▶ [EXCERPT TO READ]:
####

Click here to continue to the next part of Pastor Zwonitzer's review

Rev. Zwonitzer's Continuing Book Review of The Best is Yet to Come: Chapter 7

This is the seventh post in the series of Pastor Rodney E. Zwonitzer's book review of Pastor John Kieschnick's book The Best is Yet to Come: 7 Doors of Spiritual Growth.

Review of Chapter 7--Service: The Door of Fulfillment

Kieschnick writes: "When our hearts are full of God's grace and we see him using us to change lives, we experience genuine delight." (page 154) We are back at the beginning discussion where we expressed concern over Kieschnick's mathematical grace, that some are hot/ablaze Christians, while others are cold, and the worse, lukewarm. So here we go again. He goes on: "Two things are essential for people to serve joyfully: passion and fit."

He declares that our love for Jesus must be so hot that it dominates our every second. Then this: "We live in an age of possibilities." (page 164) This is especially important for our time since we get sidetracked with wrong priorities. Jesus can't be an addition, but the "absolute center." To find a fit for this absolute center to use us as servants, Kieschnick admits adapting many of Rick Warren's insights from his writings on "SHAPE." Not being familiar with this Warren writing, but he gives us hints with the rest of this chapter's themes: spiritual gifts, experiences, relationships, vitality and excellence. He doesn't go very deep into spiritual gifts, but he does say that he applauds use of gifts both in and outside of the church. He defines excellence as "a desire to have all our efforts reflect the goodness and greatness of God." (page 170)

He ends with good suggestions about serving: affirm God has created and equipped you to serve, reflect where, don't give up, take a break if burning out, and expect God to serve with and through you. Strange that he quotes Peter Drucker (a mentor of Rick Warren) to say: 'the function of the church is not to become more business-like. Instead, the function of the church is to help businesses become more church-like." (page 174) What strikes me as strange and false is that neither is showing any evidence of this; the church is becoming more like a business, and the business world surely is not becoming more Christian. However, in fairness he might be limiting this comment "solely" to the point he's discussing here, of the church being a great encourager. Still, the point of concern expressed is valid if one considers the whole picture.

The expressed burden is to serve Jesus, especially with His cross and grace. This is admirable. He recalls his brother's advice: "you've forgotten who is the real Messiah. You can't save the world. Only Jesus can." (page 176) This is significant and paints much of the canvas for the reader.

Serve the Lord with gladness!

Pastor Rod Zwonitzer

Click here to continue to the next part of Pastor Zwonitzer's review.

####

▶ [SOURCE INFORMATION]:
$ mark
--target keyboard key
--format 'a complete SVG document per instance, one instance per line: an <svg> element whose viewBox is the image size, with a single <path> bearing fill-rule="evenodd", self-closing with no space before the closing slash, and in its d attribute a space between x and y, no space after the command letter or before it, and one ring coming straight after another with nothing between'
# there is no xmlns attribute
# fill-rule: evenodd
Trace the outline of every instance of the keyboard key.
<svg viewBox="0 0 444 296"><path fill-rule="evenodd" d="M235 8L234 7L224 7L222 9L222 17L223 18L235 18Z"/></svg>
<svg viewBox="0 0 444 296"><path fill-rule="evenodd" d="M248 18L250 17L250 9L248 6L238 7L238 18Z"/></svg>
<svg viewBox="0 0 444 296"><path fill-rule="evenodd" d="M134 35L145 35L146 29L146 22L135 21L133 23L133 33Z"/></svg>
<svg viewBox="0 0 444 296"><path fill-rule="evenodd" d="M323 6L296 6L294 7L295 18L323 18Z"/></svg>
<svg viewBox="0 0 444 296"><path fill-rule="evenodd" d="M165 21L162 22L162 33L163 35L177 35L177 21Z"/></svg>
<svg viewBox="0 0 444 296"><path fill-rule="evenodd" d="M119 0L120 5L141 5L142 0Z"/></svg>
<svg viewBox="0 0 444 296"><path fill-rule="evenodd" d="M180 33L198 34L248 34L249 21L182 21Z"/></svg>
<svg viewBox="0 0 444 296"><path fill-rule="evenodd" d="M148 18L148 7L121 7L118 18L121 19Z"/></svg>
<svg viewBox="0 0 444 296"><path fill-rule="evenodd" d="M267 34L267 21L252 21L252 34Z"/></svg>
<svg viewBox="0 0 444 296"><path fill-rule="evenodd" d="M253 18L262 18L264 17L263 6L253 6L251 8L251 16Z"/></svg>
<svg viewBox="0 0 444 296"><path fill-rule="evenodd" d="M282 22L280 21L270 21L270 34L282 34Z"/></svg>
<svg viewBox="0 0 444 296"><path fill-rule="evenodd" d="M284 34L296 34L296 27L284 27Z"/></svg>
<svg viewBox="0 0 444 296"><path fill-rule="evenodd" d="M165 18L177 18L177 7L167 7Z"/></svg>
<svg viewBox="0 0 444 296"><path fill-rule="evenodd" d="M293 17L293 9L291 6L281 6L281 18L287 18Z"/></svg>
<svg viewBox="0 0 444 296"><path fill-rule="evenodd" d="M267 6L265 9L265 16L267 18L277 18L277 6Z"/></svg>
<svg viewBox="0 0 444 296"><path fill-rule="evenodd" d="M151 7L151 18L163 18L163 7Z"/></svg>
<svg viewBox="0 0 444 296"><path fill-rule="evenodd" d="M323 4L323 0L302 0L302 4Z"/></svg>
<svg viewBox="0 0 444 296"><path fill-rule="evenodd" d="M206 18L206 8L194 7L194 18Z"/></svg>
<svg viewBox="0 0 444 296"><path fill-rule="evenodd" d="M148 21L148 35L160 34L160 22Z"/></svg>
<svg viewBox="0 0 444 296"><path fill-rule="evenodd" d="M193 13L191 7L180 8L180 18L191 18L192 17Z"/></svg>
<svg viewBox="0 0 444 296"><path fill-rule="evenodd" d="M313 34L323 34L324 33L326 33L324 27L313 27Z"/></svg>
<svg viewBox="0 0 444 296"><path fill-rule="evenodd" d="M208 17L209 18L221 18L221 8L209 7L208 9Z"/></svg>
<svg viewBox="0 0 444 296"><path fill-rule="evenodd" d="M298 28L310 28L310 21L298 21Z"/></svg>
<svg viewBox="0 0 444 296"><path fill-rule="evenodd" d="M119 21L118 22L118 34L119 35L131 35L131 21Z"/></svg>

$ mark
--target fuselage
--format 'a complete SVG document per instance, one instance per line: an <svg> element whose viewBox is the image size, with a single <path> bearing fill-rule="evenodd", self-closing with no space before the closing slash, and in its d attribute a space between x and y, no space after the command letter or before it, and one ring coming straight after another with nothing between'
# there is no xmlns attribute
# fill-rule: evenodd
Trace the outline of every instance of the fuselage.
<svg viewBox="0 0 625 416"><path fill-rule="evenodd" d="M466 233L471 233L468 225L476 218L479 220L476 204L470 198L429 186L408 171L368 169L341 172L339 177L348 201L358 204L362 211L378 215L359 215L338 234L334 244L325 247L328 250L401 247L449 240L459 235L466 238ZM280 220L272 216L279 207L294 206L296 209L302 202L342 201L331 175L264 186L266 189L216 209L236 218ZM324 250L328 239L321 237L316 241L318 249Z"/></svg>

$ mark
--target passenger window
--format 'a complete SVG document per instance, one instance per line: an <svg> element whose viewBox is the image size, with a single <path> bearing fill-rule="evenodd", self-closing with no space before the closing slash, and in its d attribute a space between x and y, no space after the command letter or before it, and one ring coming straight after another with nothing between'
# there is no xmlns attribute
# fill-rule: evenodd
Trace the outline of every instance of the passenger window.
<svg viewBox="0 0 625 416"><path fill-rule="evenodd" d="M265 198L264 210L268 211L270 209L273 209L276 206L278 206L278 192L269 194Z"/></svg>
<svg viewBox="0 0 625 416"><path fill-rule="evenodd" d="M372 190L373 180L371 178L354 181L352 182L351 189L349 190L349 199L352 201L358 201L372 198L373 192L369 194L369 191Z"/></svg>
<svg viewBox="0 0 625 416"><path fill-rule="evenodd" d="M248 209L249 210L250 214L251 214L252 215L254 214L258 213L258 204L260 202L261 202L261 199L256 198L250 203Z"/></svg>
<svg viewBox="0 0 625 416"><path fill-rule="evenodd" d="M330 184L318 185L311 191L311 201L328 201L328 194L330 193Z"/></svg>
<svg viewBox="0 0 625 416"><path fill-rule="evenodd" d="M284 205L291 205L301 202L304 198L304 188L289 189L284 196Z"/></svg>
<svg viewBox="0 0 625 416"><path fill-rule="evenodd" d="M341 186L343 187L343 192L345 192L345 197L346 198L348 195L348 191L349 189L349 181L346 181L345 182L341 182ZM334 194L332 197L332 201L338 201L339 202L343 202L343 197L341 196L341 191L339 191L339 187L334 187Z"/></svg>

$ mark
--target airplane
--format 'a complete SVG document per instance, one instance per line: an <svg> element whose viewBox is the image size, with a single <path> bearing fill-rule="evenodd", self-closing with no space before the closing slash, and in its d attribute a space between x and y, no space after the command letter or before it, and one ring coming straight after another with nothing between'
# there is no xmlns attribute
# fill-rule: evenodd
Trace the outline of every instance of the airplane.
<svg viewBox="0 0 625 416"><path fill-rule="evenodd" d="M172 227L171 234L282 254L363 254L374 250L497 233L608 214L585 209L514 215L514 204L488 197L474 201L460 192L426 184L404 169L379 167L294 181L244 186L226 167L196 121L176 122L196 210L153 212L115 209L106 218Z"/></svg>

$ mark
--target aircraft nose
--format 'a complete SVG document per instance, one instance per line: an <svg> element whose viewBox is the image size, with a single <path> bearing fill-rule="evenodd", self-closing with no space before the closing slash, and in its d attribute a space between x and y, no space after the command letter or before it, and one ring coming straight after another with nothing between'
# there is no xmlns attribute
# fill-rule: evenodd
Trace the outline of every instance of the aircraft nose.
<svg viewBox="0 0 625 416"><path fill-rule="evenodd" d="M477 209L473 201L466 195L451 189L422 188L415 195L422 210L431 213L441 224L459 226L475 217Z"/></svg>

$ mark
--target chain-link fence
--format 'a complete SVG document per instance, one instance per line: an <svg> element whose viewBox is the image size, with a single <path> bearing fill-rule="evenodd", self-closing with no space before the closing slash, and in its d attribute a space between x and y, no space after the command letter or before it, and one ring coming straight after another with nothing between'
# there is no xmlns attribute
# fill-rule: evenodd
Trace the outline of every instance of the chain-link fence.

####

▶ [TASK INSTRUCTIONS]:
a. According to the book review, why does the reviewer find the quotation from Peter Drucker strange and false? Answer in one to three sentences.
b. In the book review, take everything from "The expressed burden" down to "for the reader." and rename "Jesus" as "Christ" wherever it appears.
The records were taken from a different source.

▶ [ACTIVITY ANSWERS]:
a. The reviewer says that neither side shows any evidence of what the quotation claims. In the reviewer's view, the church is becoming more like a business, and the business world is not becoming more Christian.

b.
The expressed burden is to serve Christ, especially with His cross and grace. This is admirable. He recalls his brother's advice: "you've forgotten who is the real Messiah. You can't save the world. Only Christ can." (page 176) This is significant and paints much of the canvas for the reader.